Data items
§ §

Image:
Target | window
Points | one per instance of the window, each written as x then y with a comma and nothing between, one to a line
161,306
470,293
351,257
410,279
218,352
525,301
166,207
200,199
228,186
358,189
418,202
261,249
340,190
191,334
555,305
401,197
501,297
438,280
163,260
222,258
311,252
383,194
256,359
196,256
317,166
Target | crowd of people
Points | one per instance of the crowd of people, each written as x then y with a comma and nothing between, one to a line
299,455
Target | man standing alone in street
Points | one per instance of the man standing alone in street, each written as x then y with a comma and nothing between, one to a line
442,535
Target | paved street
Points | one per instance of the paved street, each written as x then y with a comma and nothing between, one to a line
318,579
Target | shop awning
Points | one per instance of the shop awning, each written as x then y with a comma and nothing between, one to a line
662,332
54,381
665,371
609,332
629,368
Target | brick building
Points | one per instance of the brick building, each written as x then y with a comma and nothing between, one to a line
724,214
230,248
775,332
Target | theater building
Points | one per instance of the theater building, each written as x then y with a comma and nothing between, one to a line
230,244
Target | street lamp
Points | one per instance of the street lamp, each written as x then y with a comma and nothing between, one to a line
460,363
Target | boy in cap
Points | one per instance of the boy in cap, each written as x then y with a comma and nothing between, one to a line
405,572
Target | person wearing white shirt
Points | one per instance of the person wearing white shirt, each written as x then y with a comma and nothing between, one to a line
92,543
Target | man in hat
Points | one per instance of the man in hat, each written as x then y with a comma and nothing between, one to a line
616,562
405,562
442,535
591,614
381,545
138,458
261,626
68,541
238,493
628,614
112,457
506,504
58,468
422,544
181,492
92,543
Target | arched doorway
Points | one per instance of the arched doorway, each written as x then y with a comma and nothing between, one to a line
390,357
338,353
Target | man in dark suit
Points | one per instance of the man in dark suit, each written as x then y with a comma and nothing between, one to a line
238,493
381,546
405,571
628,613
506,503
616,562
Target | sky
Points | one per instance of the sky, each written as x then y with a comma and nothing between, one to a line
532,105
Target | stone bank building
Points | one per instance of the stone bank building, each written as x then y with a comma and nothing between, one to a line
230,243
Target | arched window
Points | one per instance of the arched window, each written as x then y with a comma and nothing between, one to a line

§ §

**Exercise goal**
Set the lines down exactly as they stand, beginning at the one that contains "Points | one per instance of the sky, each" and stopping after the last line of the entries above.

**Answer to the exercise**
Points | one per instance of the sky, each written as x then y with a comma and nothing between, one to a line
532,105
Target | stone bank building
Points | one per instance of the stone bank building, each written as x then y with a comma and nothing between, one to a line
230,243
Target | arched window
Points | one per instance of the arched window, each written as x then y with a comma and nothing between, one to a line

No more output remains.